**Location identification items:**
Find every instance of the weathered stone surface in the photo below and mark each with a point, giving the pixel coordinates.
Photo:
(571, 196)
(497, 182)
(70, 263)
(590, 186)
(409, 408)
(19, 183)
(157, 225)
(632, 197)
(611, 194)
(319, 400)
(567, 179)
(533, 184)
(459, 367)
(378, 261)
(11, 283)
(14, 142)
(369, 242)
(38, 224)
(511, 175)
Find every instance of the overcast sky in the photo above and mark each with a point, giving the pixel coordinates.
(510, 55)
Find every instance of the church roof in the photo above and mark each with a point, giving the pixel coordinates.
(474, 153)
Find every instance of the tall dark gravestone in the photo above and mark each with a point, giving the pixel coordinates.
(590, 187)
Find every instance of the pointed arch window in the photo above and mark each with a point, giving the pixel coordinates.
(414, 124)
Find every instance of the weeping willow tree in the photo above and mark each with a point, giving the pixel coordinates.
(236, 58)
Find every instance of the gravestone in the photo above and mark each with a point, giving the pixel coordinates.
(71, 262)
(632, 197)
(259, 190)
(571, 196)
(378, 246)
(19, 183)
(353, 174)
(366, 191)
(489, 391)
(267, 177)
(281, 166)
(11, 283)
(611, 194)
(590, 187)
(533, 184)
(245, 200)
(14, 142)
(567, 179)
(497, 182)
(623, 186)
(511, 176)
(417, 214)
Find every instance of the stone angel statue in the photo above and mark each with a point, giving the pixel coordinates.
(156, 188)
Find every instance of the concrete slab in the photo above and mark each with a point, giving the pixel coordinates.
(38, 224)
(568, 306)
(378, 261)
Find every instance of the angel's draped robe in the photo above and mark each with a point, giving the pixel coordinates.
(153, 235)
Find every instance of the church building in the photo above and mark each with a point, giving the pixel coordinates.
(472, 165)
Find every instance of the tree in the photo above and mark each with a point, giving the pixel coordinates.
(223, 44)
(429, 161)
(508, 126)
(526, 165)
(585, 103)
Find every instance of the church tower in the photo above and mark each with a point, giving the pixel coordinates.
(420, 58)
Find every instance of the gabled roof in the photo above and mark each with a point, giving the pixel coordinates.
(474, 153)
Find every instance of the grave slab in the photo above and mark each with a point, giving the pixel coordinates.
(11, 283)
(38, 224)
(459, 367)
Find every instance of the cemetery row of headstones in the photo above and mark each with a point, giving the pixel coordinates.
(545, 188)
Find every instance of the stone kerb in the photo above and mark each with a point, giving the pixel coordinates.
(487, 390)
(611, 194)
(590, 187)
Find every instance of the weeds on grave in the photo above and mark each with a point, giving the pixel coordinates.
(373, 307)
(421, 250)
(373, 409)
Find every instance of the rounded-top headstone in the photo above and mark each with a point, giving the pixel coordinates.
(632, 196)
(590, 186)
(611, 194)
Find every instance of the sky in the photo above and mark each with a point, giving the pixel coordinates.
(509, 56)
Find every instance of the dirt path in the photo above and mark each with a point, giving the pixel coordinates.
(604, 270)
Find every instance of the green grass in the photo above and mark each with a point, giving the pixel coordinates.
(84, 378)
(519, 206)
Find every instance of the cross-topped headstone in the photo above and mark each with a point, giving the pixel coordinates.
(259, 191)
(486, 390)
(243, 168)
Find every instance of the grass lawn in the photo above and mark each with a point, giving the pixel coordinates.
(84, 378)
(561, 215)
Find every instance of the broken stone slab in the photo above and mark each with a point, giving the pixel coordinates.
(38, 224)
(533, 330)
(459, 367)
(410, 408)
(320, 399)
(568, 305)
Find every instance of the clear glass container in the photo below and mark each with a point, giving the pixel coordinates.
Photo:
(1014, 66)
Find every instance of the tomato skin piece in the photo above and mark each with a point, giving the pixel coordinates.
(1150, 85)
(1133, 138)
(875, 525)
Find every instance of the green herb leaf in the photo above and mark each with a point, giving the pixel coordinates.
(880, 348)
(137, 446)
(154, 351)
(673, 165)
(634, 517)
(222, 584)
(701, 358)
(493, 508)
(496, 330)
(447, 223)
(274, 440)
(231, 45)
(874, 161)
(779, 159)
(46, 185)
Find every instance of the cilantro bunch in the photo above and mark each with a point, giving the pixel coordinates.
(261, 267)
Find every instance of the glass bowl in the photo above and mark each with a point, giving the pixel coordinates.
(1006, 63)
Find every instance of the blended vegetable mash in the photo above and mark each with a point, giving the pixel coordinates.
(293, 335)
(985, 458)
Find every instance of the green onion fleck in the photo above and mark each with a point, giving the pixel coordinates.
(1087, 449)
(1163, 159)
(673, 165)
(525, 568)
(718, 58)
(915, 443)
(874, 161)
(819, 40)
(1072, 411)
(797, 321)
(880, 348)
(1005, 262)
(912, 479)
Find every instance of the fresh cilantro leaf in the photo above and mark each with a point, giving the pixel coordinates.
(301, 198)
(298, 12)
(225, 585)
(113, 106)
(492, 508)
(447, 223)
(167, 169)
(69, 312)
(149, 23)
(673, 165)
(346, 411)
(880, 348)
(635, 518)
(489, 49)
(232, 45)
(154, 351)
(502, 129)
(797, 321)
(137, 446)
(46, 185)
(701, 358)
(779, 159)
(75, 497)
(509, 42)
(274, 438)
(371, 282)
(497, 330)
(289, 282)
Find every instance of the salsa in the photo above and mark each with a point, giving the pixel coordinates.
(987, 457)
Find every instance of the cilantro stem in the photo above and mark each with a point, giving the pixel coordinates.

**Task instructions:**
Copy each entry exactly, with nothing added or dropped.

**Answer for this exercise:**
Find every instance of the weathered stone surface in the photo below and mark each with a point, giving the pixel coordinates.
Photo:
(571, 196)
(497, 182)
(70, 263)
(590, 186)
(409, 408)
(19, 183)
(157, 225)
(632, 197)
(611, 194)
(319, 400)
(567, 179)
(533, 184)
(459, 367)
(378, 261)
(11, 283)
(14, 142)
(369, 242)
(38, 224)
(511, 175)
Find every instance of the overcast sky in the photo above and mark each with a point, giving the pixel coordinates.
(510, 55)
Find every instance of the church roof in the photo above and mark each with a point, giving the pixel coordinates.
(474, 153)
Find every instance of the tall dark gravestone in the photo above and mark each with a point, giving the pixel coordinates.
(590, 187)
Find every instance of the pointed arch window in the photo above and mark each with a point, giving the pixel coordinates.
(414, 124)
Find every instance of the weeping willow tree in the photo above and mark each with a point, giving the pixel coordinates.
(236, 58)
Find every instance of the gravestone in the photo above and mark each with a point, giving the pixel coordinates.
(71, 262)
(632, 197)
(259, 190)
(571, 196)
(378, 246)
(19, 183)
(353, 174)
(366, 191)
(489, 391)
(267, 177)
(281, 166)
(11, 283)
(611, 194)
(590, 187)
(533, 184)
(245, 200)
(14, 142)
(567, 179)
(497, 182)
(623, 186)
(511, 176)
(417, 214)
Find every instance of the stone angel statue in the photo above and mark each with a point, giving the pixel coordinates.
(156, 188)
Find every instance of the concrete slab in the photo above and mark each with a point, giving the pixel coordinates.
(38, 224)
(568, 306)
(378, 261)
Find every instance of the angel's draped robe in the photo above and mark each with a point, giving the pixel coordinates.
(153, 235)
Find every instance of the church building in the photo above and mark each with a point, giving the pixel coordinates.
(472, 165)
Find every instance of the tree in the photo above and mark each with a point, giving the pixel coordinates.
(223, 44)
(429, 161)
(508, 126)
(526, 165)
(585, 103)
Find every instance of the church tower in the photo above and mark each with a point, giving the pixel coordinates.
(420, 58)
Find every instance of the gabled roof in the photo above and mark each with a point, giving the pixel coordinates.
(474, 153)
Find every instance of the grave slab in the photo above and mark each with a point, giving the pixel coordinates.
(11, 283)
(38, 224)
(459, 367)
Find every instance of the cemetery row of headstones in the photo above and mark each with a point, giving the pixel coordinates.
(545, 188)
Find every instance of the stone kerb in the photo above and mark each with a point, giving the pixel coordinates.
(487, 390)
(611, 194)
(590, 187)
Find every instance of the weeds on grave in the photo above and mark each with a point, giving the pixel coordinates.
(373, 307)
(421, 250)
(373, 409)
Find every instance of the rounded-top headstone in the photo above and mark each with a point, giving the pixel coordinates.
(632, 196)
(590, 186)
(611, 194)
Find every instance of the sky in the photo above and mark each with a point, giving the pixel coordinates.
(509, 56)
Find every instance of the dirt path in the photo above and mark each with a point, giving the pixel coordinates.
(604, 270)
Find every instance of the green grass in the photo above and mark each with a point, giving the pixel coordinates.
(84, 378)
(519, 206)
Find every instance of the cross-topped headstone in the photo above and mark each with a point, giving the pixel coordinates.
(259, 191)
(486, 390)
(243, 168)
Find every instance of the grass lawn in the photo above and mark each with a point, giving the pixel coordinates.
(84, 378)
(561, 215)
Find every instance of the broken stone slab in the photo above and mark each with a point, giving the pixel coordinates.
(38, 224)
(533, 330)
(459, 367)
(410, 408)
(320, 399)
(568, 305)
Find every instance of the clear glass container in the photo below and mark each with a point, giving the pixel coordinates.
Photo:
(1014, 66)
Find every instance of the tomato skin piece in the photo above and mark each with a point, giving the pixel coordinates.
(1150, 85)
(1133, 138)
(875, 525)
Find every instance of the green herb leaf in the photo above and mark each with a point, giving the pixel coordinates.
(880, 348)
(137, 446)
(154, 351)
(673, 165)
(634, 517)
(222, 584)
(701, 358)
(493, 508)
(496, 330)
(447, 223)
(274, 440)
(231, 45)
(874, 161)
(779, 159)
(46, 185)
Find every instance of the cilantro bunch in the photo above and mark each with a point, giving the pixel coordinates.
(261, 267)
Find every instance of the glass bowl in the photo above and mark each with a point, giving the pixel coordinates.
(1006, 63)
Find every instance of the blended vegetable mash in the photo above and mark each with a point, giving the pixel coordinates.
(293, 335)
(985, 458)
Find every instance of the green onion fleck in the photo above and mark each with a point, giving the pixel coordinates.
(1087, 449)
(1163, 159)
(673, 165)
(525, 568)
(718, 58)
(915, 443)
(874, 161)
(819, 40)
(1072, 411)
(797, 321)
(880, 348)
(1005, 262)
(912, 479)
Find every instance of the fresh cilantro leaf in the photo above and mark each with a point, giving the pixel coordinates.
(301, 198)
(298, 12)
(225, 585)
(113, 106)
(492, 508)
(447, 223)
(167, 169)
(69, 312)
(149, 23)
(673, 165)
(346, 411)
(880, 348)
(635, 518)
(489, 49)
(232, 45)
(154, 351)
(502, 129)
(797, 321)
(137, 446)
(46, 185)
(701, 358)
(779, 159)
(75, 497)
(509, 42)
(274, 438)
(371, 282)
(497, 330)
(289, 282)
Find every instance of the salsa in the photo above and mark each with a point, giving the pixel coordinates.
(987, 457)
Find every instance of the cilantro stem in the photo above and mark each with a point, giving the pixel coordinates.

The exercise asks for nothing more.